**What the task requires**. Put every line of the entries below into a two-column Markdown table, with No. holding the row number and Line holding the text of that line, and leave out any blank lines.
━━━━━━━━━━━━━━━━━━━━
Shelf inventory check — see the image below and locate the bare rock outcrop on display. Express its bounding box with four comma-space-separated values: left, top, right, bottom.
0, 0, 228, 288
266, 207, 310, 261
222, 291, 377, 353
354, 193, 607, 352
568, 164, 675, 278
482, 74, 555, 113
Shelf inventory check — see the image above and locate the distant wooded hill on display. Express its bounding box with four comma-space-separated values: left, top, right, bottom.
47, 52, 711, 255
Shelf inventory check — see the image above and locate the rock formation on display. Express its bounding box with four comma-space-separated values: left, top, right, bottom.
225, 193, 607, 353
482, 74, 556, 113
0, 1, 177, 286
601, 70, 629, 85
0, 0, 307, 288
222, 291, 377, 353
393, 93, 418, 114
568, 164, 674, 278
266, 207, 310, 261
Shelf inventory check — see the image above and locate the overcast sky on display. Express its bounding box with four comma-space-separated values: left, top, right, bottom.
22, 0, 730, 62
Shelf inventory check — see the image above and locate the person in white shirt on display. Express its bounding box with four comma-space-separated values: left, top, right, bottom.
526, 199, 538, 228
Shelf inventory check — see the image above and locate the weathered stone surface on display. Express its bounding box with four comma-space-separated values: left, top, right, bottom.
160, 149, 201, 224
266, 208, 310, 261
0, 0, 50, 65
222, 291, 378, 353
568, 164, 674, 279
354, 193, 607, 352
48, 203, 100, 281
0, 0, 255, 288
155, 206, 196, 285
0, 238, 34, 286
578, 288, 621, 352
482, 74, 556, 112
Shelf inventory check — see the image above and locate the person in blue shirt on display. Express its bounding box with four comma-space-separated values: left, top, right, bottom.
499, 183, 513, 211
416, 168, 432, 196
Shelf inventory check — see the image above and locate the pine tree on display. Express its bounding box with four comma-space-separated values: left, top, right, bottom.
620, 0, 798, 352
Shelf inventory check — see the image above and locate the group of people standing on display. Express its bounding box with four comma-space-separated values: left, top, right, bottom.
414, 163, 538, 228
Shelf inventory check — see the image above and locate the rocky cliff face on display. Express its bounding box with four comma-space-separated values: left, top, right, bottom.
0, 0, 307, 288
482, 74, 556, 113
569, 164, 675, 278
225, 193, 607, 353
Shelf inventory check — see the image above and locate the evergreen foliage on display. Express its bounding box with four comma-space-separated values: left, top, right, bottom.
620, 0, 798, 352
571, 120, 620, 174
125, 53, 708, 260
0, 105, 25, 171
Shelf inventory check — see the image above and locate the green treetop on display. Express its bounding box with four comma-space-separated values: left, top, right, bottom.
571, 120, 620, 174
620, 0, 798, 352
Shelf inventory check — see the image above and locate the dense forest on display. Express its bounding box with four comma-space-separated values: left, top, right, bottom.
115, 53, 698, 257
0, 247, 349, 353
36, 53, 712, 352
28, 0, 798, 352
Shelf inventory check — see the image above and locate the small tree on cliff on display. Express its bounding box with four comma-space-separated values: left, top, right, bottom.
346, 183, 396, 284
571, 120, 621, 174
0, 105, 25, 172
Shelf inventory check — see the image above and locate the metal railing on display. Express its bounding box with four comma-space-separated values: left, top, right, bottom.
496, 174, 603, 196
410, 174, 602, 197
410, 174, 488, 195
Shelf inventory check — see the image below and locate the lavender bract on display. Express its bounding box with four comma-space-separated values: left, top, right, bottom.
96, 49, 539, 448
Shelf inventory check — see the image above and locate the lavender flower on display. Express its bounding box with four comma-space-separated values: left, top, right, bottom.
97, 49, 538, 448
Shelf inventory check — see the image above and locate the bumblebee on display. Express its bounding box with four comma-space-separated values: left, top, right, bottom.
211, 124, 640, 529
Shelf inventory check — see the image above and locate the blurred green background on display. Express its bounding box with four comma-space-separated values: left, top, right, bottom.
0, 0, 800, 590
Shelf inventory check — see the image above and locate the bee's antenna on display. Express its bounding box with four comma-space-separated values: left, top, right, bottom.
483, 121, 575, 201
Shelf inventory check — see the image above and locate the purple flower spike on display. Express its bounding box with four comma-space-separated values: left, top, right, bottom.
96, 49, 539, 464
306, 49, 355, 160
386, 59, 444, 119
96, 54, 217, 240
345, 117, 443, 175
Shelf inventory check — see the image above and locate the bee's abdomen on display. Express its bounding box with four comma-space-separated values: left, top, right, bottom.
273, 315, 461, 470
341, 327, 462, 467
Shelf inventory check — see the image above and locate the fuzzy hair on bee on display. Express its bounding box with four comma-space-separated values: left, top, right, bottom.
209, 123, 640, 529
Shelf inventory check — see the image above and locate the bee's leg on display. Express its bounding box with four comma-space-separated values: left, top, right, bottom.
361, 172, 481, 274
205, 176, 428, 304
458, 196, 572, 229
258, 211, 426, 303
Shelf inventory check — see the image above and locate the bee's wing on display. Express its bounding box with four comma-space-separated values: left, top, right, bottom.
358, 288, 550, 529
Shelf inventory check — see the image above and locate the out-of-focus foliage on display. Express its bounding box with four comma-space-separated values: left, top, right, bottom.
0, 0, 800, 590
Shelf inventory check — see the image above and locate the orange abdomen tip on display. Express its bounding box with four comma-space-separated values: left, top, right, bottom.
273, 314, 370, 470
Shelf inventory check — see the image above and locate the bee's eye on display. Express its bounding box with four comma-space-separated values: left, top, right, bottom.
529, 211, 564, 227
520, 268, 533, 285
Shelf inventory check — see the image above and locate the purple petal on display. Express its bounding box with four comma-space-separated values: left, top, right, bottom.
━━━━━━━━━━━━━━━━━━━━
**Full response**.
| No. | Line |
|---|---|
| 1 | Shelf inventory check — see the image below and locate the bare rock outcrop on display. Express its bounding box with four comma-space-separated values: left, top, right, bottom. |
| 2 | 0, 0, 228, 288 |
| 3 | 266, 207, 310, 261 |
| 4 | 222, 291, 377, 353 |
| 5 | 354, 193, 607, 352 |
| 6 | 568, 164, 675, 278 |
| 7 | 482, 74, 555, 113 |
| 8 | Shelf inventory check — see the image above and locate the distant wooded hill on display. Express its bounding box with four comma-space-separated values: left, top, right, bottom. |
| 9 | 47, 52, 711, 255 |
| 10 | Shelf inventory check — see the image above and locate the rock formation on display. Express its bounding box with four comma-space-separated values: left, top, right, bottom. |
| 11 | 225, 193, 607, 353 |
| 12 | 482, 74, 556, 113 |
| 13 | 0, 1, 177, 286 |
| 14 | 601, 70, 629, 85 |
| 15 | 0, 0, 307, 288 |
| 16 | 222, 291, 377, 353 |
| 17 | 393, 93, 418, 114 |
| 18 | 568, 164, 674, 278 |
| 19 | 266, 207, 310, 261 |
| 20 | Shelf inventory check — see the image above and locate the overcast sky on display. Express its bounding box with four comma-space-separated values: left, top, right, bottom. |
| 21 | 22, 0, 730, 62 |
| 22 | Shelf inventory check — see the image above and locate the person in white shirt on display. Express its bounding box with four comma-space-separated values: left, top, right, bottom. |
| 23 | 526, 199, 538, 228 |
| 24 | Shelf inventory check — see the image above and locate the weathered stone surface on display. Express its bounding box with four comma-space-separated values: left, top, right, bottom. |
| 25 | 160, 149, 201, 224 |
| 26 | 266, 208, 310, 261 |
| 27 | 0, 0, 50, 65 |
| 28 | 222, 291, 378, 353 |
| 29 | 568, 164, 674, 279 |
| 30 | 354, 193, 607, 352 |
| 31 | 48, 203, 100, 281 |
| 32 | 0, 0, 255, 288 |
| 33 | 155, 206, 196, 285 |
| 34 | 0, 238, 34, 286 |
| 35 | 578, 288, 621, 352 |
| 36 | 482, 74, 556, 112 |
| 37 | Shelf inventory check — see the image above and locate the person in blue shirt on display. Express its bounding box with four comma-space-separated values: left, top, right, bottom. |
| 38 | 499, 183, 513, 211 |
| 39 | 416, 168, 432, 196 |
| 40 | Shelf inventory check — see the image above and locate the pine tree on display. Express its bounding box with four comma-space-separated values: left, top, right, bottom. |
| 41 | 620, 0, 798, 352 |
| 42 | Shelf inventory check — see the image above and locate the group of people standing on display. Express its bounding box with four comma-space-separated values: left, top, right, bottom. |
| 43 | 414, 163, 538, 228 |
| 44 | Shelf inventory check — see the image above and locate the rocky cliff face on display. Express its bounding box with four comma-space-separated values: left, top, right, bottom. |
| 45 | 0, 0, 307, 288 |
| 46 | 482, 74, 556, 113 |
| 47 | 569, 164, 675, 278 |
| 48 | 225, 193, 607, 353 |
| 49 | Shelf inventory check — see the image above and locate the evergreen foliage on display. Express its bounding box with four comma-space-separated values: left, top, right, bottom. |
| 50 | 620, 0, 798, 352 |
| 51 | 571, 120, 620, 174 |
| 52 | 125, 53, 708, 260 |
| 53 | 0, 105, 25, 171 |
| 54 | Shelf inventory check — see the image above and locate the green treetop on display. Express its bounding box with four comma-space-separated values: left, top, right, bottom. |
| 55 | 571, 120, 620, 174 |
| 56 | 620, 0, 798, 352 |
| 57 | Shelf inventory check — see the image above and locate the dense forest on display. Express its bounding box with four comma-space-separated values: left, top, right, bottom. |
| 58 | 115, 53, 698, 257 |
| 59 | 0, 247, 349, 353 |
| 60 | 36, 53, 712, 352 |
| 61 | 28, 0, 798, 352 |
| 62 | Shelf inventory check — see the image above and locate the small tree on cliff on display. Express its bounding box with four comma-space-separated values: left, top, right, bottom. |
| 63 | 346, 183, 396, 284 |
| 64 | 571, 120, 621, 174 |
| 65 | 0, 105, 25, 172 |
| 66 | Shelf inventory check — see the image above and locate the metal railing on display. Express its bounding box with four comma-space-separated values: left, top, right, bottom. |
| 67 | 496, 174, 603, 196 |
| 68 | 410, 174, 602, 197 |
| 69 | 410, 174, 488, 195 |
| 70 | Shelf inventory check — see the image below and locate the lavender bract on display. Express its bounding box with four comma-space-separated values: left, top, right, bottom. |
| 71 | 96, 49, 539, 448 |
| 72 | Shelf inventory check — see the image above and locate the lavender flower on display. Express its bounding box with four comma-space-separated values: left, top, right, bottom. |
| 73 | 97, 49, 538, 448 |
| 74 | Shelf inventory check — see the image above and locate the bumblebee on display. Express its bounding box with four comma-space-separated values: left, top, right, bottom. |
| 75 | 211, 124, 640, 529 |
| 76 | Shelf inventory check — see the image above and locate the blurred green background on display. Express its bounding box with four comma-space-separated values: left, top, right, bottom. |
| 77 | 0, 0, 800, 590 |
| 78 | Shelf inventory check — see the image above and locate the bee's antenna on display. Express its bounding box with four comma-space-separated values: left, top, right, bottom. |
| 79 | 483, 121, 575, 201 |
| 80 | Shelf inventory check — see the image above and locate the purple flower spike on display. Express its bounding box with four comma-space-separated values: left, top, right, bottom. |
| 81 | 96, 49, 539, 464 |
| 82 | 306, 49, 355, 160 |
| 83 | 386, 59, 444, 119 |
| 84 | 96, 54, 217, 240 |
| 85 | 345, 117, 443, 175 |
| 86 | Shelf inventory check — see the image above and locate the bee's abdomen on display. Express its bounding box with four comma-space-separated values: left, top, right, bottom. |
| 87 | 273, 315, 461, 470 |
| 88 | 341, 327, 462, 467 |
| 89 | Shelf inventory check — see the image above and locate the fuzzy hair on bee on display. Express its bounding box with four comma-space-separated values: left, top, right, bottom. |
| 90 | 209, 123, 640, 529 |
| 91 | Shelf inventory check — see the image above and locate the bee's leg on display. Express its bounding box with four comma-space-separated values: left, top, right, bottom. |
| 92 | 361, 172, 481, 274 |
| 93 | 205, 176, 428, 304 |
| 94 | 458, 196, 572, 229 |
| 95 | 258, 211, 426, 303 |
| 96 | Shelf inventory check — see the image above and locate the bee's wing on display. Express its bounding box with four comma-space-separated values: left, top, right, bottom. |
| 97 | 358, 288, 550, 529 |
| 98 | Shelf inventory check — see the image above and locate the out-of-focus foliage on display. Express its bounding box with four comma-space-separated values: left, top, right, bottom. |
| 99 | 0, 0, 800, 590 |
| 100 | Shelf inventory check — see the image above and locate the orange abdomen tip on display. Express its bounding box with four comma-space-separated values: left, top, right, bottom. |
| 101 | 273, 314, 370, 470 |
| 102 | Shelf inventory check — see the image above and locate the bee's eye on display. Express its bounding box with four comma-space-separated values: left, top, right, bottom. |
| 103 | 529, 211, 564, 227 |
| 104 | 520, 268, 533, 285 |
| 105 | Shelf inventory check — see the image above and locate the purple petal on display. Express its bounding box with four comma-space-separated values: left, top, right, bottom. |